### Source passage ###
I was at a conference recently and talked with a science professor at another university. He made the following startling statement.

He has close to 1 petabyte (PB) of data that he uses in his research. In addition, he surveyed other scientific research groups at his university and found 19 other groups, each with more than 100 terabytes (TBs) of data. In other words, 20 research groups at his university have datasets between 100TB–1PB in size.

I immediately said, "Why not ask your university’s IT services to stand up a 20-petabyte cluster?"

His reply: "Nobody thinks they are ready to do this. This is research computing, very different from regular IT. The trade-offs for research computing are quite different from corporate IT."

I then asked, "Why not put your data up on EC2?" (EC2 is Amazon’s Elastic Compute Cloud service.)

His answer: "EC2 storage is too expensive for my research budget; you essentially have to buy your storage every month. Besides, how would I move 1PB to Amazon? Sneaker net [disks sent to Amazon via U.S. mail] is not very appealing."

As a result, he is in the process of starting a 20-research group federation that will stand up the required server. In other words, this consortium will run its own massive data server.
###
Required work →
1. From the passage on research data storage, extract the portion starting with "He has close" and going on through "Compute Cloud service.)".
2. Extend the passage on research data storage, picking up after its final sentence.
### Material provided ###
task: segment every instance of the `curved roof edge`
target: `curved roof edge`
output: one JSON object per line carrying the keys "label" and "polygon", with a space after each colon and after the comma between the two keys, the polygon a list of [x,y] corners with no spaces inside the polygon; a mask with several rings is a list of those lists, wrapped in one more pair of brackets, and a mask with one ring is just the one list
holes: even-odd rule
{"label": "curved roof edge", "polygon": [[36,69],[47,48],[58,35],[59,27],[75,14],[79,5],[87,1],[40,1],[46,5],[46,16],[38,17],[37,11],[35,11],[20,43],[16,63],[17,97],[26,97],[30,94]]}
###
Results of the exercise →
1.
He has close to 1 petabyte (PB) of data that he uses in his research. In addition, he surveyed other scientific research groups at his university and found 19 other groups, each with more than 100 terabytes (TBs) of data. In other words, 20 research groups at his university have datasets between 100TB–1PB in size.

I immediately said, "Why not ask your university’s IT services to stand up a 20-petabyte cluster?"

His reply: "Nobody thinks they are ready to do this. This is research computing, very different from regular IT. The trade-offs for research computing are quite different from corporate IT."

I then asked, "Why not put your data up on EC2?" (EC2 is Amazon’s Elastic Compute Cloud service.)

2.
I am reminded of a talk given a couple of years ago by James Hamilton, then at Amazon. He claimed there are unbelievable economies of scale in running grid-oriented data centers (that is, if you run 100,000 nodes, your costs are a small fraction of the costs of running a 1,000-node data center). Many of these cost savings come from unexpected places. For example, designing a physical data center (raised flooring or uninterrupted power supply) is something the small guy does once and the big guy has down to a science. Also, personnel costs rise much more slowly than the number of nodes.

I assume at least 20 universities have the same characteristics as the one noted above. Also, my assumption is these 20 × 20 = 400 research groups that get their funding from a small number of government agencies. It would make unbelievably good sense to have a single 400PB system that all of the researchers share.

In effect, this blog post is a "call to arms." Agencies of the U.S. government are spending boatloads of money on pushing the envelope of massive computer servers. However, they appear to be ignoring the fact that many research groups have serious data-management problems.

Why not invest a small fraction of the "massive computing" budget on "massive data management"? Start by standing up a 400PB data server run by somebody who understands big data. Several organizations with the required expertise come readily to mind. This would be a much better solution than a whole bunch of smaller systems run by consortiums of individual science groups.

There must be a better way. After all, the problem is only going to get worse.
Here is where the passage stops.